▶ _Exercise data_
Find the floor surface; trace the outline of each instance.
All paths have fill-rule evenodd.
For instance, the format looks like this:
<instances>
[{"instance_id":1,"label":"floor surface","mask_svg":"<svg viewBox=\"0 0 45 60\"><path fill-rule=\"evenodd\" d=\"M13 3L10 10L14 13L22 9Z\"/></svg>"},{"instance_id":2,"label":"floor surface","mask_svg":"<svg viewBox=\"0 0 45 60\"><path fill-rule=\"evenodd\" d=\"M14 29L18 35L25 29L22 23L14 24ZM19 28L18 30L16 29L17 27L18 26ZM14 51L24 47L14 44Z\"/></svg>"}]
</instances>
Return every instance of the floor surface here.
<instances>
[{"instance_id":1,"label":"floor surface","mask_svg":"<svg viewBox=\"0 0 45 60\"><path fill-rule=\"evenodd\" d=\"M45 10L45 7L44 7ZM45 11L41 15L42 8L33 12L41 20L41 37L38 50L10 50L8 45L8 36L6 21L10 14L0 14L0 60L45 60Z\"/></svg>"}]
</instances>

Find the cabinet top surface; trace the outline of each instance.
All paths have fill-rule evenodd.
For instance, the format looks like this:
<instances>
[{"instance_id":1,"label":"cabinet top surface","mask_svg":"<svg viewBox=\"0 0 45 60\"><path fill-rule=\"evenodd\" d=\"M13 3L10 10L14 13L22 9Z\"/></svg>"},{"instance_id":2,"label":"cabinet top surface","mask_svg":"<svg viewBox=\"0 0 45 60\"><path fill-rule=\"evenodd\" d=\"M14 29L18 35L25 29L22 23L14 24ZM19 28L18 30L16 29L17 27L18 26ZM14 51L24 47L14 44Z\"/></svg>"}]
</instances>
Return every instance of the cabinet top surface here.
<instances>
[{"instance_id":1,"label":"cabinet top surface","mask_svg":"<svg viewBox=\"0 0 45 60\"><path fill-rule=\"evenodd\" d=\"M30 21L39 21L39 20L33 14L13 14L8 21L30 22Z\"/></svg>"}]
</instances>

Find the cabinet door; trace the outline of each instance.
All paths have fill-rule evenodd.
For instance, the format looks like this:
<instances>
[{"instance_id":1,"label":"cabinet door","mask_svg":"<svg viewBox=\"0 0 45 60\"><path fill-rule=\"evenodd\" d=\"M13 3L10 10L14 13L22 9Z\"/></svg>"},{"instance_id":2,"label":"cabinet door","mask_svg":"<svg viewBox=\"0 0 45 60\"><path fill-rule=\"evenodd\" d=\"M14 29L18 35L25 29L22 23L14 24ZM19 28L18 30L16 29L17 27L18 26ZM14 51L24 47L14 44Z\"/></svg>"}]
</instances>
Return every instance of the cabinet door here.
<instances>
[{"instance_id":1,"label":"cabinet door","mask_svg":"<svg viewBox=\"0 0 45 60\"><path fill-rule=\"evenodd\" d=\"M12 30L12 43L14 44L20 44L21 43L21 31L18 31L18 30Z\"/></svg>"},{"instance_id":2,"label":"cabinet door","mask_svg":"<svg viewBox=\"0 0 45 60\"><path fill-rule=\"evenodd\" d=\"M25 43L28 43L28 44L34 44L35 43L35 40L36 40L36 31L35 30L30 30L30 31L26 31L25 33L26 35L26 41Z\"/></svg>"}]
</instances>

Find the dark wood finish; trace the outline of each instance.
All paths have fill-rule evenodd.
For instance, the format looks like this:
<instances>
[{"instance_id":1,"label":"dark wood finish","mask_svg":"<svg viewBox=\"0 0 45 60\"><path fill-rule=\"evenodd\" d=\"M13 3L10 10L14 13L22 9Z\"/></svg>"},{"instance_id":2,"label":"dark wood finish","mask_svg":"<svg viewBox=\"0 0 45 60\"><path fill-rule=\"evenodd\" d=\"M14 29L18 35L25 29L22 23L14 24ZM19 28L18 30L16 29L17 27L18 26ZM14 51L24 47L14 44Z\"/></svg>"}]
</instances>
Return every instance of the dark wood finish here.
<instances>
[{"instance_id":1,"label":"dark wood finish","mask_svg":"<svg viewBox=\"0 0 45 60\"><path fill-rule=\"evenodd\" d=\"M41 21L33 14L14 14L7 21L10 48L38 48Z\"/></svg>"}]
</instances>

▶ _Written problem_
Please copy out the records starting with the line that contains "Find the dark" and going on through the end of the records, that line included. Reproduce every line without any change.

▶ _Response to the exercise_
Find the dark wood finish; trace the outline of each instance.
All paths have fill-rule evenodd.
For instance, the format looks like this:
<instances>
[{"instance_id":1,"label":"dark wood finish","mask_svg":"<svg viewBox=\"0 0 45 60\"><path fill-rule=\"evenodd\" d=\"M13 3L10 10L14 13L22 9Z\"/></svg>"},{"instance_id":2,"label":"dark wood finish","mask_svg":"<svg viewBox=\"0 0 45 60\"><path fill-rule=\"evenodd\" d=\"M14 29L18 35L25 29L22 23L14 24ZM19 28L18 30L16 29L17 27L18 26ZM14 51L24 47L14 44Z\"/></svg>"}]
</instances>
Return every instance of the dark wood finish here.
<instances>
[{"instance_id":1,"label":"dark wood finish","mask_svg":"<svg viewBox=\"0 0 45 60\"><path fill-rule=\"evenodd\" d=\"M41 21L33 14L14 14L7 21L10 48L38 48Z\"/></svg>"}]
</instances>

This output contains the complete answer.